§ **Exercise input**
━━━━

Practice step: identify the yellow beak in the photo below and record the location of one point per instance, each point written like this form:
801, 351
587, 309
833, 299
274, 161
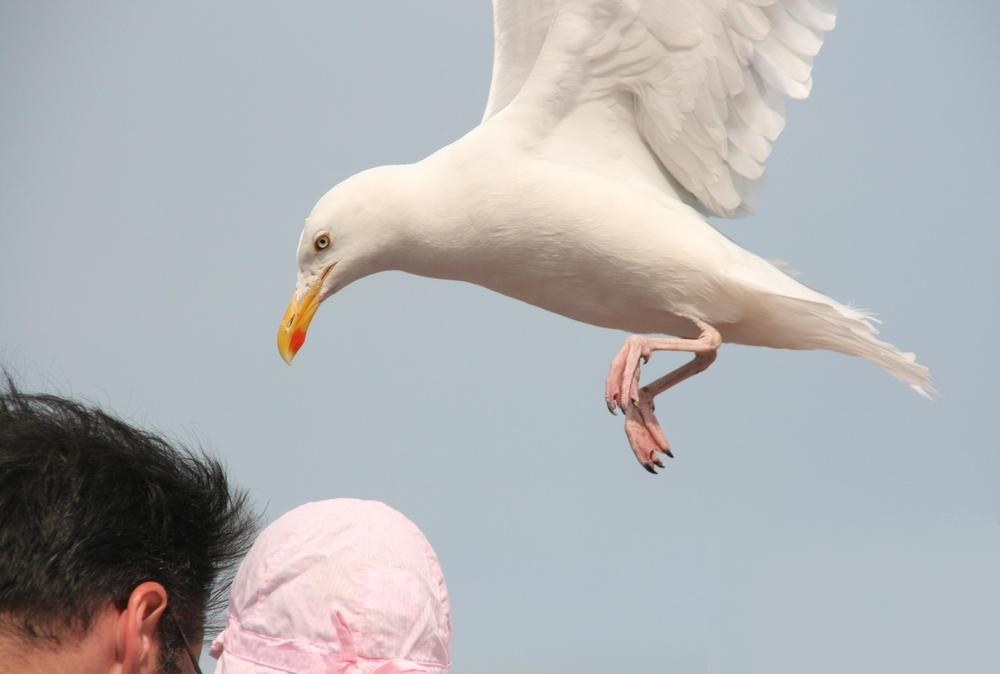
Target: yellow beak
295, 322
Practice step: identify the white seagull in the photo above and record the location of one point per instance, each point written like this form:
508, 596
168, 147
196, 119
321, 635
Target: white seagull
613, 128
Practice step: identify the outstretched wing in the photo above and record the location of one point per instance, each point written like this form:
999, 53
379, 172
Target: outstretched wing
703, 82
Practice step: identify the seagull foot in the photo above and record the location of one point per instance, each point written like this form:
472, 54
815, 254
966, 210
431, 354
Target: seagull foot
621, 388
645, 436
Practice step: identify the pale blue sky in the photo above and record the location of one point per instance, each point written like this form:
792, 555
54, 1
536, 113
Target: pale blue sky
158, 160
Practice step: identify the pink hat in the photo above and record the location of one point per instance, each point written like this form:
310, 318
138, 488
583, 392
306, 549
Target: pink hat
338, 587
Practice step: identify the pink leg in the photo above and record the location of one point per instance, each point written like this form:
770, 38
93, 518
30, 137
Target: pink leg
644, 433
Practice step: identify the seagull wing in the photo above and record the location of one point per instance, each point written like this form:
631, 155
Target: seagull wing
698, 84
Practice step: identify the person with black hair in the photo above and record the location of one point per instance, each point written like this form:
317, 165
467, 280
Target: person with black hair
115, 546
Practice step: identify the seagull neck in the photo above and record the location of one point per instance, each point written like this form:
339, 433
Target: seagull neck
422, 221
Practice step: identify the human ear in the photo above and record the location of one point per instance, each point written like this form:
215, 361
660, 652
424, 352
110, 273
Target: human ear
137, 646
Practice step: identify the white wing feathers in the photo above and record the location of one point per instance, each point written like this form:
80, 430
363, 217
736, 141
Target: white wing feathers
707, 78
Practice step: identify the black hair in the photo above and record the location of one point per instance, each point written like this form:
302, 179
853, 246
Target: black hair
90, 507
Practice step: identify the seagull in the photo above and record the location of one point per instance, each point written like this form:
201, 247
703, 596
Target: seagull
612, 130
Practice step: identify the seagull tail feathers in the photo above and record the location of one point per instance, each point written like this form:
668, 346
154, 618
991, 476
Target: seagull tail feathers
822, 323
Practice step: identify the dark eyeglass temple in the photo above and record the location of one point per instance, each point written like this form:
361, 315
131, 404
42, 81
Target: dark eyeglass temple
187, 644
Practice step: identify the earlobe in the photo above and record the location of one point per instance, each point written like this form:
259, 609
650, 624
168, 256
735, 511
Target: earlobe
137, 643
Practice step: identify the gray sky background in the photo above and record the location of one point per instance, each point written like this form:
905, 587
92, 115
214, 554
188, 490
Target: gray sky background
158, 160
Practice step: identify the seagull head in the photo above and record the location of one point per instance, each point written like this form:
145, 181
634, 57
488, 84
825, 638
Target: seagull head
352, 231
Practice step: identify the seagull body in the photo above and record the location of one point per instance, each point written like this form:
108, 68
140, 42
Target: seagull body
613, 128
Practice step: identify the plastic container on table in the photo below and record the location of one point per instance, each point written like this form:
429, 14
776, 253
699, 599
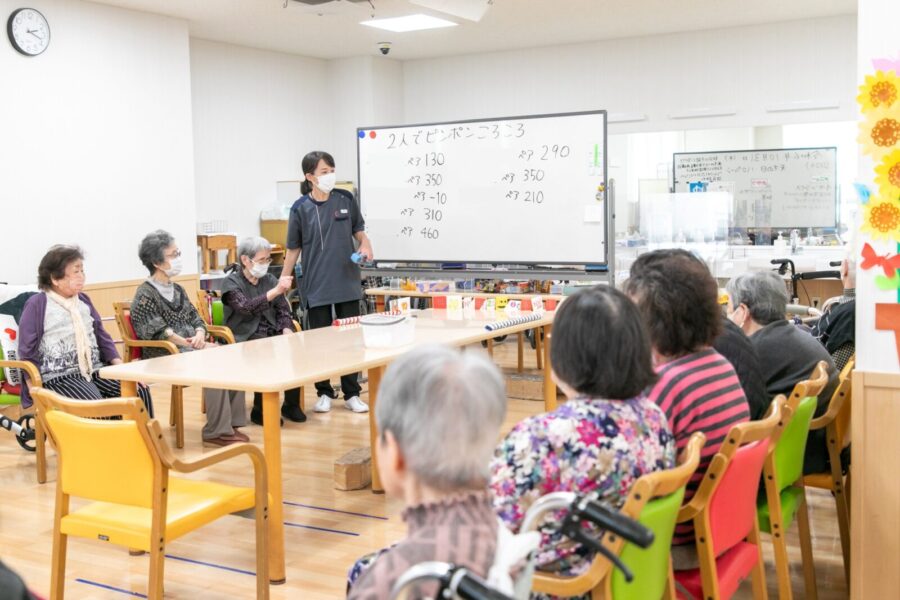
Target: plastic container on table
387, 331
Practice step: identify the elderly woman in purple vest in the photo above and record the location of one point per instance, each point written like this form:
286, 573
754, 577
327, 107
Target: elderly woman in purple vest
61, 332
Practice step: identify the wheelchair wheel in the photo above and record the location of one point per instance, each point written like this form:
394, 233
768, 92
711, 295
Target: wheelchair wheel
26, 438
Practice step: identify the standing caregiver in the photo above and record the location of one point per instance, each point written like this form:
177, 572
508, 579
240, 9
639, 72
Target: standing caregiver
321, 229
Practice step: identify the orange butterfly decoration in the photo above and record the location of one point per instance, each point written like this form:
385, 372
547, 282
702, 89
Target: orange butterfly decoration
890, 263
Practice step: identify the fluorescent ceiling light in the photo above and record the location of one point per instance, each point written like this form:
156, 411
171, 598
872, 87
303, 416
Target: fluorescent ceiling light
803, 105
626, 117
409, 23
473, 10
698, 113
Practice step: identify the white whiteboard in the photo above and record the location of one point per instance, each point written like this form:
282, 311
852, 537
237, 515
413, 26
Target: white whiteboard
518, 190
787, 187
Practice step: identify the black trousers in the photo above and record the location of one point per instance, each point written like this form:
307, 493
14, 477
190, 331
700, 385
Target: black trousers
320, 316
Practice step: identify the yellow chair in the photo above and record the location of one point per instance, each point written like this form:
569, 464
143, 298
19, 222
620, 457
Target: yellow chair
836, 422
785, 500
123, 467
34, 381
654, 500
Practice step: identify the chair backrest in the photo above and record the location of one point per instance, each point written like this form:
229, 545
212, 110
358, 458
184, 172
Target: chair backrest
665, 491
844, 393
126, 329
100, 459
791, 447
728, 490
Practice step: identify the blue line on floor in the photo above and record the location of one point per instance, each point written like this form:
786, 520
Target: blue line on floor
215, 566
322, 529
343, 512
111, 588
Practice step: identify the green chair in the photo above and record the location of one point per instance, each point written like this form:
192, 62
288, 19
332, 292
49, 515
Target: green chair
654, 501
783, 477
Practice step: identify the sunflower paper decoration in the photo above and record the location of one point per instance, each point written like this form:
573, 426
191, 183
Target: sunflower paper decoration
880, 131
887, 175
881, 218
881, 90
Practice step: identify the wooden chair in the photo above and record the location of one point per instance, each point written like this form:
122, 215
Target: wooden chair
123, 467
133, 347
836, 422
723, 511
783, 474
654, 501
211, 310
40, 438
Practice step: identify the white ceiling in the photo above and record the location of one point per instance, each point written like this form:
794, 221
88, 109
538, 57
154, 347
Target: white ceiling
508, 24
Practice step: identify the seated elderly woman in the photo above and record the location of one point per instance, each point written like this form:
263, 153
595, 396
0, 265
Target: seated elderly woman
61, 332
161, 310
439, 413
697, 388
603, 439
757, 303
255, 307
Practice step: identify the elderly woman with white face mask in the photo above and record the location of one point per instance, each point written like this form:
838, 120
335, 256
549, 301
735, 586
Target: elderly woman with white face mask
255, 307
161, 310
61, 332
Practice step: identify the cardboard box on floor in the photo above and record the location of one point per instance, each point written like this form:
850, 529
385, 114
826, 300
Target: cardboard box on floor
353, 471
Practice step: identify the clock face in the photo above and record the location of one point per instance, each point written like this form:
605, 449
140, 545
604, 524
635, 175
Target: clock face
28, 31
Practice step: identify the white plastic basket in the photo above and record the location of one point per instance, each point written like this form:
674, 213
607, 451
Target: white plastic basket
387, 331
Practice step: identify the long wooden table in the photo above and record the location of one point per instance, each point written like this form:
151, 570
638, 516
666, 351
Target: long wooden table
275, 364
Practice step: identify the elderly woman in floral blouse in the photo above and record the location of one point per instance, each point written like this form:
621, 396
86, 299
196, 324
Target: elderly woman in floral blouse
606, 436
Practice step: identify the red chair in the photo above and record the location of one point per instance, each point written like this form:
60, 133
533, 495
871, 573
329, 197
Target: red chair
723, 512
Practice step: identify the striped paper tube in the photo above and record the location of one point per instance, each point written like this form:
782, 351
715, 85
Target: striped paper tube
514, 321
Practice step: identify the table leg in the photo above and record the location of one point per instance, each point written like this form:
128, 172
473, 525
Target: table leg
549, 385
272, 450
520, 366
204, 256
374, 381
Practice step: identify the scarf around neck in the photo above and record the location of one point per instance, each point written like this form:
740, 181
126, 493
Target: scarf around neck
82, 346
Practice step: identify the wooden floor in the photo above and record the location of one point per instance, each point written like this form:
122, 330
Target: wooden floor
326, 529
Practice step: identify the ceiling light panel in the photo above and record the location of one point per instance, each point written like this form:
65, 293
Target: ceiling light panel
409, 23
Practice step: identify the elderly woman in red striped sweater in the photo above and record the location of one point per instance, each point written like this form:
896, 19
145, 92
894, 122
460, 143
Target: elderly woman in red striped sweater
697, 388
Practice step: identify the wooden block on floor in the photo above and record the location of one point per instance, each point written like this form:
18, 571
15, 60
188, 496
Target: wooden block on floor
353, 471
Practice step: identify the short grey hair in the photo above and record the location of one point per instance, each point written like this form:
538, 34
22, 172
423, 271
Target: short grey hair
445, 408
763, 292
251, 245
152, 250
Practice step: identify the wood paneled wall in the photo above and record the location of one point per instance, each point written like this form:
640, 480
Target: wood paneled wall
875, 489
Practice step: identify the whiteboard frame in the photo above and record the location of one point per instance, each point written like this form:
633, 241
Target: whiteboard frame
607, 213
675, 156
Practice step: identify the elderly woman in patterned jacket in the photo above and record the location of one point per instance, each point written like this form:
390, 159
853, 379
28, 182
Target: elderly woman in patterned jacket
161, 310
61, 332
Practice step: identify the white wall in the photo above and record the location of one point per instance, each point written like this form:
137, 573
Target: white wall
256, 114
96, 143
367, 92
745, 68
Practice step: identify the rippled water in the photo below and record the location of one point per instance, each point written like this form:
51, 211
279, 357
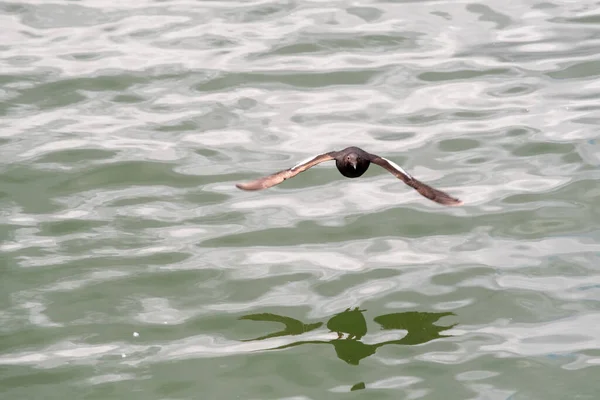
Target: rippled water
133, 268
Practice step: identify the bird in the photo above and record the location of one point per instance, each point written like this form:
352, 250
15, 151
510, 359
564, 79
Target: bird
353, 162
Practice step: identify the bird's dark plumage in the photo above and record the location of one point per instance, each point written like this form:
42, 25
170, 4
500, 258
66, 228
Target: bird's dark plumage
353, 162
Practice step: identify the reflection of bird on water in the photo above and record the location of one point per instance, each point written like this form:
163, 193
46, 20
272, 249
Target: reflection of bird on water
353, 162
292, 326
351, 322
420, 327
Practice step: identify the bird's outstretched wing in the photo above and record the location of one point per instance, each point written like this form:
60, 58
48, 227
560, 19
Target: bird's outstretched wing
278, 177
425, 190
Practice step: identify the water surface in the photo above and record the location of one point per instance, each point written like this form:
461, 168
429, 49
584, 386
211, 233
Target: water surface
133, 268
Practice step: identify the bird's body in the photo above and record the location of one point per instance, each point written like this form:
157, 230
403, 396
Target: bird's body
353, 162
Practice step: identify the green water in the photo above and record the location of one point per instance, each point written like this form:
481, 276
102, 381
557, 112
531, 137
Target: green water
132, 268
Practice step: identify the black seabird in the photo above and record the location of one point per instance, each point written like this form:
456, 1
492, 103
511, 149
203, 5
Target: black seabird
352, 162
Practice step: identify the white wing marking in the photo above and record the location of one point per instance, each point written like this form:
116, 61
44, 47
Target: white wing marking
302, 162
393, 164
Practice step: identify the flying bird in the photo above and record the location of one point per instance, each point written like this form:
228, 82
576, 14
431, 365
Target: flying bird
352, 162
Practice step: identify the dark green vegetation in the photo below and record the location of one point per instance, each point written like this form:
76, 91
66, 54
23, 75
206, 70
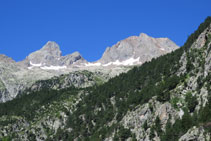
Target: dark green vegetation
27, 104
112, 100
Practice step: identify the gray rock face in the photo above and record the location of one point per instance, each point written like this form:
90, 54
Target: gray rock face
49, 62
143, 47
51, 55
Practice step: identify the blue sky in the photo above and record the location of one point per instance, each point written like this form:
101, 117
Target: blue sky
89, 26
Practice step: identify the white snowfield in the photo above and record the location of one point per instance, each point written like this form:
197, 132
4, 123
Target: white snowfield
53, 67
45, 67
128, 62
35, 65
92, 64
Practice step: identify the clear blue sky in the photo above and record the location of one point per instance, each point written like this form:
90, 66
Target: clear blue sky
89, 26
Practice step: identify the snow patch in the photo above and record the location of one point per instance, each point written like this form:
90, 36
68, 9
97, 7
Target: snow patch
92, 64
181, 113
35, 65
53, 67
127, 62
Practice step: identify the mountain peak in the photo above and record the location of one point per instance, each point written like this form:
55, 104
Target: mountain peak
143, 35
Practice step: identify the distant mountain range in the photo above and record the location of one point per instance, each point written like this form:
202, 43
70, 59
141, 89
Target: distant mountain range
126, 95
49, 62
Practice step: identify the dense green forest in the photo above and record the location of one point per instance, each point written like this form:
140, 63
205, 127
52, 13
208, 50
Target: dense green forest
136, 87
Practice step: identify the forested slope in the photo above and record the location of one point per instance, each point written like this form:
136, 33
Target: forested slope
167, 98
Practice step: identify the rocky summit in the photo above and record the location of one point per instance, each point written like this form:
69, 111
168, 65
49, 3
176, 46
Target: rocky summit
167, 98
48, 62
137, 50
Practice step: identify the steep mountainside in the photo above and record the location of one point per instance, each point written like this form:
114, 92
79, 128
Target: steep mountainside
168, 98
48, 62
137, 50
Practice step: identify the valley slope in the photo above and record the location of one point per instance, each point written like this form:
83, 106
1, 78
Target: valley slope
166, 98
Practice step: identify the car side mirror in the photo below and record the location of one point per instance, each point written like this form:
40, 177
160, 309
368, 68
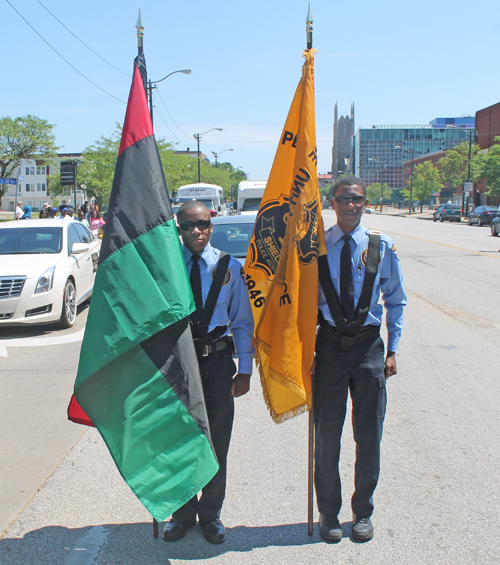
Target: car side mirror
79, 248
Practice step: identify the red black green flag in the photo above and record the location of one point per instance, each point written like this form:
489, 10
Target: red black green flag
138, 378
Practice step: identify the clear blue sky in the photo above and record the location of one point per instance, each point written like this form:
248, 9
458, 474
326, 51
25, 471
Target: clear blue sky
400, 62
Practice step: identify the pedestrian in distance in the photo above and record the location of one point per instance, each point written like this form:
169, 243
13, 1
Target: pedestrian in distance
81, 218
64, 213
222, 303
359, 267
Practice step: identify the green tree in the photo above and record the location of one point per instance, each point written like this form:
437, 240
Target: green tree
25, 137
454, 166
373, 193
490, 168
426, 180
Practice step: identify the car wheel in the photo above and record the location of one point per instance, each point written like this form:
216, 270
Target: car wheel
68, 314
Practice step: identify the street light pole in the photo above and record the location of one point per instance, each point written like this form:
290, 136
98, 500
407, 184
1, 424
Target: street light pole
150, 87
217, 155
198, 136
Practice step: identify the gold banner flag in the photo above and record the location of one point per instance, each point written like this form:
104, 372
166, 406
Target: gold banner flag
282, 262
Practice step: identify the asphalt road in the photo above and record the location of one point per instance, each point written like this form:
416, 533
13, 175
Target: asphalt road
438, 500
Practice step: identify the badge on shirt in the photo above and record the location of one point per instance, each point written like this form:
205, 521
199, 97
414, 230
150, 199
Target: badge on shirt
227, 277
393, 249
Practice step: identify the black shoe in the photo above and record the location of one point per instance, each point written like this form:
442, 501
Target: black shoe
176, 529
214, 531
329, 528
362, 528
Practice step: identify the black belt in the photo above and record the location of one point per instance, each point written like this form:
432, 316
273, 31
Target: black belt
348, 341
203, 349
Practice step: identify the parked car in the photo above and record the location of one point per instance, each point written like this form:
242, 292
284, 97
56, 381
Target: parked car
232, 234
47, 268
495, 226
450, 212
482, 215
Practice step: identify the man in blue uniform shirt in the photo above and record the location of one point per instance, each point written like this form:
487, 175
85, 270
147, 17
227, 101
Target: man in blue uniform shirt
218, 371
350, 356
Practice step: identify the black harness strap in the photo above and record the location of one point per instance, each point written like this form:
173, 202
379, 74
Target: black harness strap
371, 267
201, 329
332, 298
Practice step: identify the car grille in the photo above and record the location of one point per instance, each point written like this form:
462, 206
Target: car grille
10, 287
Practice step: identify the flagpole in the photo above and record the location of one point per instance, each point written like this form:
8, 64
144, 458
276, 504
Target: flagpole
310, 458
140, 51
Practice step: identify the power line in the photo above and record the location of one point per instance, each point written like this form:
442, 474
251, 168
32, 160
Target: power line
188, 138
165, 123
83, 43
57, 52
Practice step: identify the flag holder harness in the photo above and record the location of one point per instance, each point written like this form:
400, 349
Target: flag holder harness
349, 335
205, 342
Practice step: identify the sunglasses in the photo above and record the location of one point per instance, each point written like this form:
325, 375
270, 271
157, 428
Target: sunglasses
343, 199
200, 224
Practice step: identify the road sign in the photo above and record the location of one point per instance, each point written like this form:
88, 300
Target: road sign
68, 173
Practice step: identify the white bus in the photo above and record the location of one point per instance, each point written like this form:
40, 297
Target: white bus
211, 195
250, 193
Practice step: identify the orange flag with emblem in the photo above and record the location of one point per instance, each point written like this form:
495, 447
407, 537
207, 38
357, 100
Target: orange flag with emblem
282, 262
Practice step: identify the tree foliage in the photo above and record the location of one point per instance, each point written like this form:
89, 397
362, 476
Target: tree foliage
490, 168
97, 168
454, 166
426, 180
373, 192
25, 137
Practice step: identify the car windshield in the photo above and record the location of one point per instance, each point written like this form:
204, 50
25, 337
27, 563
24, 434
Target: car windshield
232, 238
25, 240
251, 205
208, 203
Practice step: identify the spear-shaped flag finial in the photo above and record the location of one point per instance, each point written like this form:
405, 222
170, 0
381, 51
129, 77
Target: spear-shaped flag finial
140, 34
309, 27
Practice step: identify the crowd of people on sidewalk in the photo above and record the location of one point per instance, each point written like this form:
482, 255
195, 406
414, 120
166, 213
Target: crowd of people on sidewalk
89, 216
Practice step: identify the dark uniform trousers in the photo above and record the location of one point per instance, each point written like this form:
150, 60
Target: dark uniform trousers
217, 371
360, 371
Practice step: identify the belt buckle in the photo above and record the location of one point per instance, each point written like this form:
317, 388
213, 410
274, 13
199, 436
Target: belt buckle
346, 342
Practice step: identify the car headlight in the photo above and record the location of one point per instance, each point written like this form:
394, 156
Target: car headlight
45, 281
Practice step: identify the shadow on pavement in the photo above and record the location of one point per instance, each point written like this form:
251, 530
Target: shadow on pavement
134, 543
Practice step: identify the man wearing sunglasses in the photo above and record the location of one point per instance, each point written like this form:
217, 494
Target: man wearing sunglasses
359, 267
221, 382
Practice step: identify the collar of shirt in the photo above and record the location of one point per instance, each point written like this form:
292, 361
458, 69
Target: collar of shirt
208, 254
335, 234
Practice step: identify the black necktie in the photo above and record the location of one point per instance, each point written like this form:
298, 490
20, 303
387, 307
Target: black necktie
346, 287
195, 280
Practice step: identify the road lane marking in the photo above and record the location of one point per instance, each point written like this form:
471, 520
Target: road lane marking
481, 253
40, 341
88, 546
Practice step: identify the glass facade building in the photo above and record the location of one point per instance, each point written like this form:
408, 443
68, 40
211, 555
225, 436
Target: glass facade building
381, 150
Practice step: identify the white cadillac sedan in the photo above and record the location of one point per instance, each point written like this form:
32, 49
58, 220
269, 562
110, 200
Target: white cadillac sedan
47, 268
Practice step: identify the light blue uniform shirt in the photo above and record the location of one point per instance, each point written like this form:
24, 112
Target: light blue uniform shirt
233, 304
389, 280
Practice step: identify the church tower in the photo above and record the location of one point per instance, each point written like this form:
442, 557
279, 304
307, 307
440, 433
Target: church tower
343, 132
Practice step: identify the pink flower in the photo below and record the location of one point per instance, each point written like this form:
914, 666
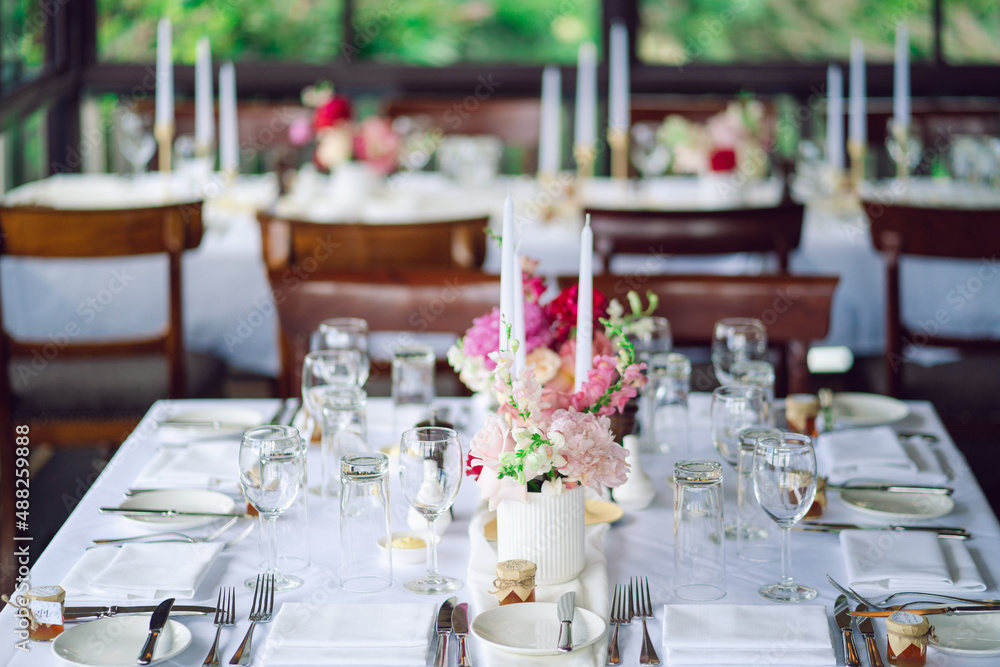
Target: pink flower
592, 457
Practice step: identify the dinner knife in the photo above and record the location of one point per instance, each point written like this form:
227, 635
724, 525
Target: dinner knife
565, 609
170, 513
88, 613
443, 630
156, 623
460, 623
867, 630
845, 623
929, 611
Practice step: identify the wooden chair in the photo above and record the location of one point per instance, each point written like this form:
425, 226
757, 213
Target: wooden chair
774, 230
69, 398
795, 309
308, 246
898, 230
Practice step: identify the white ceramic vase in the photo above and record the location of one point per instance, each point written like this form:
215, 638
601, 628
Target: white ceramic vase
548, 531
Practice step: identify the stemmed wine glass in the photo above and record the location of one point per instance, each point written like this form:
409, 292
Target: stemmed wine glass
345, 333
737, 339
272, 462
784, 482
430, 469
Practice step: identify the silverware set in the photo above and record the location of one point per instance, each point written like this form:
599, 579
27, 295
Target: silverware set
630, 601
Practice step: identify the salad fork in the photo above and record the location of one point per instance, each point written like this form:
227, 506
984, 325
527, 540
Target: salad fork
260, 612
644, 609
225, 614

━━━━

§ **Required task**
Write out exactly the final stretch of the records: the line containing "Practice step: identify the dinner" and every line after it, through the last, and nothing else.

§ **Solution to this task**
Practice step: identify the dinner knife in the photo above and record the location of one point per instance, each point written like this form:
227, 635
724, 525
Target: dinner knife
565, 609
170, 513
88, 613
443, 630
156, 623
460, 623
867, 630
845, 623
929, 611
Practice step: identify the wooden chair in the photo above and record the location of one point per instance, each point written like this form:
425, 226
757, 213
Target: wooden chair
774, 230
69, 398
795, 309
308, 246
898, 230
Practice step: identify the white ceramic vase in the photo above and record the location of one point per instance, each point written like this form:
215, 638
601, 628
Target: white ceramic vase
548, 531
Practice step: identify the stemmed wine glass in the photo above and record the location of one point per instance, each point written like this form:
409, 292
Target: stemmed wine glass
345, 333
737, 339
272, 462
784, 482
430, 469
Practice step: identify the silverware set in the photo above and record the location of one point per instance, each point written like this form:
599, 579
27, 295
Target: silverware set
630, 601
Practice step: identify the salad fork in the photo above and record the location of one point per instance, each point written like this form:
227, 506
984, 325
527, 540
Target: salad fork
260, 612
644, 609
225, 614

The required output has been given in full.